** Esercizio assegnato A **
Ricopia parola per parola il brano su Seoul da "Seoul, viaggio attraverso" a "cuore in mano.".

▬▬▬▬▬▬▬▬▬▬

Seoul, viaggio attraverso i cinque sensi nella megalopoli del futuro
I quartieri, le tradizioni, i cibi e i sapori della capitale coreana, una giungla metropolitana dal volto umano
“Raccontami Seoul”, ovvero “Raccontami la nuova giungla metropolitana” è la richiesta legittima che si sente chiedere chi ritorna da una città che da sola vale un viaggio. Richiesta che mette con le spalle al muro e a cui cercheremo di rispondere con i riflessi pronti e il cuore in mano.
Di questa megalopoli del presente, che affonda i piedi nel futuro e non dorme mai, come la collega occidentale, abbiamo un’immagine da gigantesca cartolina digitale tutta neon, insegne monumentali e grattacieli di vetro che restituisce solo un millesimo del tutto. Della sua essenza, della sua anima. A cominciare dalla pronuncia: ‘Soul’, per i coreani. La capitale della Corea del Sud e lo stesso Paese asiatico sono protagonisti di una eccezionale ascesa internazionale dal 2019 ad oggi, che comprende lo stile di vita, società e sua amministrazione, progresso tecnologico ed economico, ecosostenibilità, benessere (la celebre K - skin care), cultura, musica e intrattenimento, con la gloriosa triade K – Movies, K – Pop e K – Drama (facciamo prima a dire le voci in cui non è presente), che la rendono il “place to be, place to go” di questi anni.

▬▬▬▬▬▬▬▬▬▬

** Esercizio assegnato B **
Nelle voci, dalla riga che contiene "texture with a point." fino alla fine delle voci, sostituisci "Coordinates" con "Points" senza modificare nient'altro. Riporta soltanto queste righe.

▬▬▬▬▬▬▬▬▬▬

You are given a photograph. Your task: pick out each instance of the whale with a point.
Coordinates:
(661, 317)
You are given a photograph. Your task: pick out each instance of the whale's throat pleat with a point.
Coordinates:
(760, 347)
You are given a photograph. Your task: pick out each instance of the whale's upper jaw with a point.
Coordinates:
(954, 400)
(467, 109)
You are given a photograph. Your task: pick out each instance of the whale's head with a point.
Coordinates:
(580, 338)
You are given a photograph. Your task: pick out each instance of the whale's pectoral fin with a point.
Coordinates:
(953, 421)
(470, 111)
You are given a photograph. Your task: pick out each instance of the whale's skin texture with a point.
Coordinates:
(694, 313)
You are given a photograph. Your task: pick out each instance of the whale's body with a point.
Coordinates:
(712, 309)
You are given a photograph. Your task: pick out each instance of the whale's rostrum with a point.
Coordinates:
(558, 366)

▬▬▬▬▬▬▬▬▬▬

** Risposta A **
Seoul, viaggio attraverso i cinque sensi nella megalopoli del futuro
I quartieri, le tradizioni, i cibi e i sapori della capitale coreana, una giungla metropolitana dal volto umano
“Raccontami Seoul”, ovvero “Raccontami la nuova giungla metropolitana” è la richiesta legittima che si sente chiedere chi ritorna da una città che da sola vale un viaggio. Richiesta che mette con le spalle al muro e a cui cercheremo di rispondere con i riflessi pronti e il cuore in mano.

** Risposta B **
You are given a photograph. Your task: pick out each instance of the whale's skin texture with a point.
Points:
(694, 313)
You are given a photograph. Your task: pick out each instance of the whale's body with a point.
Points:
(712, 309)
You are given a photograph. Your task: pick out each instance of the whale's rostrum with a point.
Points:
(558, 366)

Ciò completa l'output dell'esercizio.